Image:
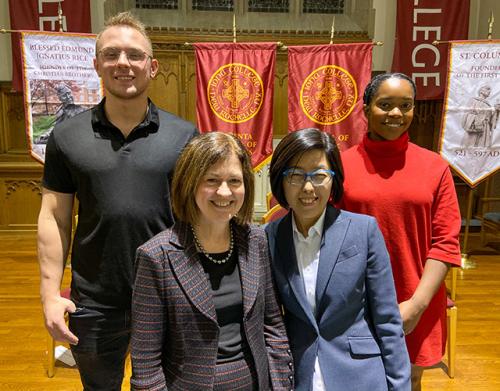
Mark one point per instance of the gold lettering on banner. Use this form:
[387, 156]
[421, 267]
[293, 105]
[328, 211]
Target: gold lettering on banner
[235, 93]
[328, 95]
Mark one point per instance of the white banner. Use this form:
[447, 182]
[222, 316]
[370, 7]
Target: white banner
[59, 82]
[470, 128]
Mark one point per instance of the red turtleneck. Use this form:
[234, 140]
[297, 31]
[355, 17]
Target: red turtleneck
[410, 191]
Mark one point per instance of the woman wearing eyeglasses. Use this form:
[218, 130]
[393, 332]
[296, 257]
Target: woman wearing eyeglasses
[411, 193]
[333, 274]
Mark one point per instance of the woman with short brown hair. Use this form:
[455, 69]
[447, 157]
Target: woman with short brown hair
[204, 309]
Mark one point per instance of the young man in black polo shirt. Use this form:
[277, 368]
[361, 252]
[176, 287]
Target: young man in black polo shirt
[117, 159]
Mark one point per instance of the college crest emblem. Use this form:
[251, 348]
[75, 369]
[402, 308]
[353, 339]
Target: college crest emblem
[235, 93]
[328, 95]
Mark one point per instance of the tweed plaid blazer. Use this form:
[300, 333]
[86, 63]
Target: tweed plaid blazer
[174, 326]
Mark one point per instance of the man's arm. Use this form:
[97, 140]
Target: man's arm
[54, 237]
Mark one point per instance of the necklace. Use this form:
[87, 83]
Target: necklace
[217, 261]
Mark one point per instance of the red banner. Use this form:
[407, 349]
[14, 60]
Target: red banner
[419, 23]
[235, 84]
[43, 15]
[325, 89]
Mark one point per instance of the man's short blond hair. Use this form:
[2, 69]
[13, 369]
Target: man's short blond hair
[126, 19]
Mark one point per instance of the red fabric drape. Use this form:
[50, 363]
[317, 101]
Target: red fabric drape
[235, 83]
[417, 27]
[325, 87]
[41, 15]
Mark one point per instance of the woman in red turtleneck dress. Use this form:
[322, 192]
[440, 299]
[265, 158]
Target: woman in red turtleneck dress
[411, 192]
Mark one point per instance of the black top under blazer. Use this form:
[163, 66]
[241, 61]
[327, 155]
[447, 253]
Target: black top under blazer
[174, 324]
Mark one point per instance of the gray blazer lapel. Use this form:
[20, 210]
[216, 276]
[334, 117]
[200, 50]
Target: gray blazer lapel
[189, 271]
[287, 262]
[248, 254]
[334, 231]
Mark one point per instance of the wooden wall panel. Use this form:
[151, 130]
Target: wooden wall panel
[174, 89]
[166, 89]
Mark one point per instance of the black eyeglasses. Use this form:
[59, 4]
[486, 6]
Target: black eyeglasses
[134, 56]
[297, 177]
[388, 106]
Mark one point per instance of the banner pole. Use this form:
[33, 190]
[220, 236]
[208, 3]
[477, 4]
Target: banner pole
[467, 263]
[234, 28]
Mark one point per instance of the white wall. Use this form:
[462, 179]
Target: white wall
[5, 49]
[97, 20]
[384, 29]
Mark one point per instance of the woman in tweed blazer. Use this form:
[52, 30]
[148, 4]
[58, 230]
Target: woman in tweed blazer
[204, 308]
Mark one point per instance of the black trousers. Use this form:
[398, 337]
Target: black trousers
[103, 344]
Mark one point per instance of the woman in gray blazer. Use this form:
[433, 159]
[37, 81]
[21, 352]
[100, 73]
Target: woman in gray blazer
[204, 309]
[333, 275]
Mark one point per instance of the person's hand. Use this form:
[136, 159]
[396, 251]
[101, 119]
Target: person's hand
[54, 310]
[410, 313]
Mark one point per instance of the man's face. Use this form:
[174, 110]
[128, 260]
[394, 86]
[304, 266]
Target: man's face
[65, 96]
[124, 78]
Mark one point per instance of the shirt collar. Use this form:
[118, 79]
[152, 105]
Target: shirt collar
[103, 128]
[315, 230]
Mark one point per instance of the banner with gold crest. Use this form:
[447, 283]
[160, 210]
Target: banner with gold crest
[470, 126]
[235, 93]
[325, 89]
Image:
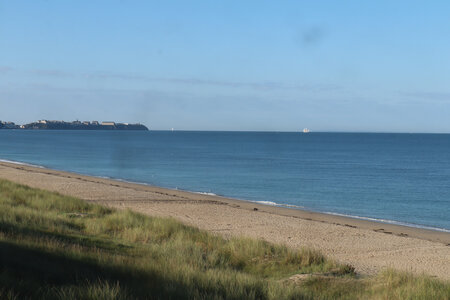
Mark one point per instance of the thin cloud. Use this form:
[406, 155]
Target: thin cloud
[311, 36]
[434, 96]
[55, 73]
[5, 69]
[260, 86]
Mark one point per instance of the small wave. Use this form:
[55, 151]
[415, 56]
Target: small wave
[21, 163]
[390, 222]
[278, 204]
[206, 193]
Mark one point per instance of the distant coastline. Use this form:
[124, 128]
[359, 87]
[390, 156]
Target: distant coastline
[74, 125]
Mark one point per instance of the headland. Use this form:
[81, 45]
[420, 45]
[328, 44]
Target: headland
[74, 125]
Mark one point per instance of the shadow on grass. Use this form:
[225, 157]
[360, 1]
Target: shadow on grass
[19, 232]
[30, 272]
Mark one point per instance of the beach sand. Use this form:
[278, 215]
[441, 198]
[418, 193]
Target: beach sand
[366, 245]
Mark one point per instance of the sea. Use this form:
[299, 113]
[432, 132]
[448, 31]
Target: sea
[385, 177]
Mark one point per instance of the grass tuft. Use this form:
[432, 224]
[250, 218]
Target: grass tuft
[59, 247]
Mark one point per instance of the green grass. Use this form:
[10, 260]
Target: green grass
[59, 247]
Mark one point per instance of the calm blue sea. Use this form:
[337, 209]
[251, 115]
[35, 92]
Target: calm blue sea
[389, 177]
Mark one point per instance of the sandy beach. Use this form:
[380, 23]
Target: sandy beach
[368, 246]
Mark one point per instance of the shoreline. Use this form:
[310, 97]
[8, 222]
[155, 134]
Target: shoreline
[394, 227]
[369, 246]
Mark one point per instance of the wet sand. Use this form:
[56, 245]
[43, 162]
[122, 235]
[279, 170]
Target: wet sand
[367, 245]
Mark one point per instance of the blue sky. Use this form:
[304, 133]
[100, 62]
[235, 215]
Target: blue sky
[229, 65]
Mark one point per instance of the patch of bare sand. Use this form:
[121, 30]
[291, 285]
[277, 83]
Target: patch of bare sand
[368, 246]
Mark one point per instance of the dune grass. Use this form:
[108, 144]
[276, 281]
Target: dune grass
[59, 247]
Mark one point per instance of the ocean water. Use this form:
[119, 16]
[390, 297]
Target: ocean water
◆ ◆ ◆
• [Exercise objective] Reproduce every item above word for word, leaving out the pictures.

• [Finished exercise]
Image:
Mark one point per instance of the gold lettering on banner. Use this form:
[387, 156]
[421, 267]
[293, 105]
[328, 211]
Target: gold lettering on banner
[235, 93]
[328, 95]
Mark one point per instance of the white banner. Use this form:
[447, 182]
[222, 316]
[370, 7]
Target: white banner
[59, 82]
[470, 128]
Mark one point per instance of the red turtleneck. Use this form:
[234, 140]
[297, 31]
[355, 17]
Target: red turtleneck
[410, 191]
Mark one point per instance of the woman wearing eyeglasses. Use this form:
[218, 130]
[393, 332]
[296, 257]
Target: woman wearing eyeglasses
[411, 193]
[333, 274]
Mark one point per instance of the woman with short brown hair. Use this form:
[455, 69]
[447, 157]
Target: woman with short brown hair
[204, 309]
Mark one point per instance of the young man in black polo shirt. Use this form:
[277, 368]
[361, 252]
[176, 287]
Target: young man in black polo shirt
[117, 159]
Mark one point per instance of the college crest emblem. Use this form:
[251, 348]
[75, 369]
[402, 308]
[353, 339]
Target: college crest emblem
[235, 93]
[328, 95]
Mark one point per instance of the tweed plaid blazer. Use this form:
[300, 333]
[86, 63]
Target: tweed plaid blazer
[174, 326]
Mark one point per instance of the man's arm. Use this form:
[97, 140]
Target: man's arm
[54, 237]
Mark one point per instance of the necklace. Use this form:
[87, 83]
Target: necklace
[217, 261]
Mark one point per instance of the red banner. Use this form:
[407, 349]
[14, 60]
Target: red banner
[419, 23]
[235, 84]
[43, 15]
[325, 89]
Mark one point per instance of the man's short blond hair. Use this form:
[2, 69]
[13, 369]
Target: man's short blond hair
[126, 19]
Mark one point per instance of the red fabric drape. Use this form:
[50, 363]
[317, 101]
Target: red fabric drape
[235, 83]
[417, 27]
[325, 87]
[41, 15]
Mark one point per instance of the woman in red turtleneck dress. Use this form:
[322, 192]
[440, 299]
[265, 158]
Target: woman in red turtleneck dress
[411, 192]
Mark one point per instance of the black top under blazer. Use this form:
[163, 66]
[241, 61]
[327, 155]
[447, 253]
Target: black top under blazer
[174, 324]
Mark one point per instance of the gray blazer lapel. Use this form:
[20, 210]
[216, 276]
[334, 117]
[200, 50]
Target: gray blazer lapel
[189, 271]
[287, 262]
[248, 254]
[334, 231]
Mark one point per instance of the wooden wall panel. Use this form:
[151, 130]
Target: wooden wall panel
[174, 89]
[166, 89]
Mark one point per instance of the black eyeglasses. Use this form:
[59, 4]
[486, 6]
Target: black eyeglasses
[134, 56]
[297, 177]
[388, 106]
Mark one point per instance of the banner pole. Use this form:
[33, 190]
[220, 236]
[208, 3]
[477, 4]
Target: banner pole
[467, 263]
[234, 28]
Mark one point per instance of the white wall. Use this form:
[462, 179]
Target: white wall
[5, 49]
[97, 20]
[384, 29]
Mark one point per instance of the woman in tweed blazer. Use this form:
[52, 30]
[148, 4]
[58, 230]
Target: woman in tweed blazer
[204, 308]
Mark one point per instance of the black trousers. Use this form:
[398, 337]
Target: black trousers
[103, 344]
Mark one point per instance of the woman in gray blazer. Use this form:
[433, 159]
[37, 81]
[21, 352]
[100, 73]
Target: woman in gray blazer
[204, 309]
[333, 275]
Mark one point per instance of the person's hand. Use this form:
[136, 159]
[396, 251]
[101, 119]
Target: person's hand
[54, 310]
[410, 313]
Mark one point per instance of the man's face. Use this form:
[174, 110]
[128, 260]
[394, 86]
[304, 266]
Target: man's face
[65, 96]
[124, 78]
Mark one point per instance of the shirt collar. Use this form:
[118, 79]
[152, 105]
Target: shirt collar
[103, 128]
[315, 230]
Mark one point per instance of the banner with gold crest. Use this form:
[447, 283]
[160, 210]
Target: banner with gold crest
[470, 126]
[235, 93]
[325, 89]
Image:
Mark one point per instance of the thin cloud. Use this form:
[406, 155]
Target: thin cloud
[311, 36]
[434, 96]
[55, 73]
[5, 69]
[260, 86]
Mark one point per instance of the small wave. Use this form:
[55, 151]
[415, 56]
Target: small wave
[21, 163]
[390, 222]
[278, 204]
[206, 193]
Mark one point per instance of the distant coastline. Use this form:
[124, 128]
[359, 87]
[390, 156]
Target: distant coastline
[74, 125]
Mark one point per instance of the headland. Use this form:
[81, 45]
[420, 45]
[328, 44]
Target: headland
[74, 125]
Mark one point per instance of the shadow on grass. Use this form:
[225, 157]
[360, 1]
Target: shadow on grass
[19, 232]
[30, 272]
Mark one point per instance of the beach sand. Use this form:
[278, 215]
[441, 198]
[418, 193]
Target: beach sand
[366, 245]
Mark one point per instance of the sea. Use this form:
[299, 113]
[432, 132]
[448, 31]
Target: sea
[385, 177]
Mark one point per instance of the grass tuft. Use this form:
[432, 224]
[250, 218]
Target: grass tuft
[59, 247]
Mark one point per instance of the green grass. Use this form:
[10, 260]
Target: green grass
[59, 247]
Mark one point per instance of the calm blue sea. Use this form:
[337, 209]
[251, 115]
[35, 92]
Target: calm blue sea
[389, 177]
Mark one point per instance of the sandy beach. Use this form:
[380, 23]
Target: sandy beach
[368, 246]
Mark one point per instance of the shoreline. Use this form:
[310, 97]
[8, 222]
[155, 134]
Target: shoreline
[394, 227]
[369, 246]
Mark one point per instance of the wet sand. Use this form:
[56, 245]
[43, 162]
[122, 235]
[279, 170]
Target: wet sand
[367, 245]
Mark one point per instance of the blue sky. Use this form:
[304, 133]
[100, 62]
[235, 215]
Target: blue sky
[229, 65]
Mark one point per instance of the patch of bare sand. Use this form:
[121, 30]
[291, 285]
[277, 83]
Target: patch of bare sand
[368, 246]
Mark one point per instance of the dune grass. Use this form:
[108, 144]
[276, 281]
Target: dune grass
[59, 247]
Mark one point per instance of the ocean water. Use this form:
[119, 16]
[390, 297]
Target: ocean water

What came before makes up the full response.